*** TEXTE FOURNI ***

Observer les premières semaines de développement de l’embryon humain : une exploration désormais possible grâce à la synthèse d’embryoïdes in vitro. Mais derrière les espoirs suscités par ces modèles, les interrogations éthiques, légales et scientifiques se multiplient.
L’année dernière, deux équipes de recherche ont suscité une grande attention en annonçant avoir développé des embryoïdes humains de 14 jours. Que sont ces entités mystérieuses aux noms peu rassurants ? Les embryoïdes sont des assemblages de cellules souches qui répliquent une partie du processus de développement de l’embryon naturel. Bien qu’il existe différents types de modèles, le principe est toujours le même : un cocktail de cellules pluripotentes provenant d’un organisme adulte ou d’un embryon, est cultivé dans des conditions propices à l’agrégation de ces cellules, leur permettant ainsi de se multiplier et s'auto-organiser spontanément afin de recréer les premiers stades du développement embryonnaire.

***

D'après le texte sur les embryoïdes, de quoi ces entités sont-elles des assemblages ? Répondez en une phrase, s'il vous plaît. Les enregistrements n'ont aucun rôle ici.

*** DONNÉES SOURCES ***

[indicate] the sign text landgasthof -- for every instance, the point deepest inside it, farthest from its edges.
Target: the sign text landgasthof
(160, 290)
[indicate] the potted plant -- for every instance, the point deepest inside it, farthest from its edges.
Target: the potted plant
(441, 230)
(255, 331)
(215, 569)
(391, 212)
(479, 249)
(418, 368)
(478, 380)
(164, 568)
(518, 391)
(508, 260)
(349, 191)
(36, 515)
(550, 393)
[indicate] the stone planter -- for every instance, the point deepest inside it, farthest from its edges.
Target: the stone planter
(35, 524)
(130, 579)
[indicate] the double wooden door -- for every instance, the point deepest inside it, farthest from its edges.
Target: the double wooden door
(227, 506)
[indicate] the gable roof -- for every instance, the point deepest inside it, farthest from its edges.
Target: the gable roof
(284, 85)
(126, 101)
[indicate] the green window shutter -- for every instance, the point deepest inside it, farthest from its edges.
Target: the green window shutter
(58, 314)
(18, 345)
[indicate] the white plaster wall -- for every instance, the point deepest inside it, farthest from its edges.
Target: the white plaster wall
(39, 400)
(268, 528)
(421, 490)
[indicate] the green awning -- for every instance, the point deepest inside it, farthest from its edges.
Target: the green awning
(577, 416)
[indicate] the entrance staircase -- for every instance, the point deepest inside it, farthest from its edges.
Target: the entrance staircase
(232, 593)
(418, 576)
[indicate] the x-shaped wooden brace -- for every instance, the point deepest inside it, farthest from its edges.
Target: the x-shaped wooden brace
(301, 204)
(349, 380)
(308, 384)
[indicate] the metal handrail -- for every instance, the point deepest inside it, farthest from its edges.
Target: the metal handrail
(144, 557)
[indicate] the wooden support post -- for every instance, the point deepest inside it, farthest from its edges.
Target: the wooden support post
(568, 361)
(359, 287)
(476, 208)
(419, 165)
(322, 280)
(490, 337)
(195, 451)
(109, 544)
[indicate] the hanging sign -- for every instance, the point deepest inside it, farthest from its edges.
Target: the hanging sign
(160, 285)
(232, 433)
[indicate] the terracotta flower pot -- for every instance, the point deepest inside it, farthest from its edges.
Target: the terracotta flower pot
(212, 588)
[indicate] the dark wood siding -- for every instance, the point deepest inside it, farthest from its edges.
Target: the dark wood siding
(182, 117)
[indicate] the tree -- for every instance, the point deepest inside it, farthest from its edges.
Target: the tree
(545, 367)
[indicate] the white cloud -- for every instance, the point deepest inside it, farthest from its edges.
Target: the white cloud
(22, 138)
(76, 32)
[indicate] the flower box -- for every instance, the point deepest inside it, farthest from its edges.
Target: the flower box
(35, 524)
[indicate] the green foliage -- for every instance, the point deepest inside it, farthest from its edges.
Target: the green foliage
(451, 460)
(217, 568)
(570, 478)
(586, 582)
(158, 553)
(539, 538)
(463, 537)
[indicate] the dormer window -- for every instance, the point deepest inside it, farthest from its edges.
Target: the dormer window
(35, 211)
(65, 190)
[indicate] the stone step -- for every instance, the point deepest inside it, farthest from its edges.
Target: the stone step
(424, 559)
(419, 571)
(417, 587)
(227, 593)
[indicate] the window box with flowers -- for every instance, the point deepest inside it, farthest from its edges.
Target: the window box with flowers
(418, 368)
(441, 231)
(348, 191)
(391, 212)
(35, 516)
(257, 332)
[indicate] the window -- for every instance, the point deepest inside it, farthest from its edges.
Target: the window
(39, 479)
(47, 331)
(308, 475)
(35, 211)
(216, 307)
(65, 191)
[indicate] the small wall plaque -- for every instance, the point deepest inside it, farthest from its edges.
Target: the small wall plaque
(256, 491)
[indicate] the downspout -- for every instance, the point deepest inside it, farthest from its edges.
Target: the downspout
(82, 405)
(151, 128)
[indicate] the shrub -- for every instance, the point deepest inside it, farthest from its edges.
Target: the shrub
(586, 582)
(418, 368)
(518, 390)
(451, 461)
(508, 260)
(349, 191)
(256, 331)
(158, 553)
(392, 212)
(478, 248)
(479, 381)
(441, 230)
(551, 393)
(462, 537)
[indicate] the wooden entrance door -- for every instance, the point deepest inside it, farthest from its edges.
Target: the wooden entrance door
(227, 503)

***

EXERCICE CORRIGÉ →
Ce sont des assemblages de cellules souches.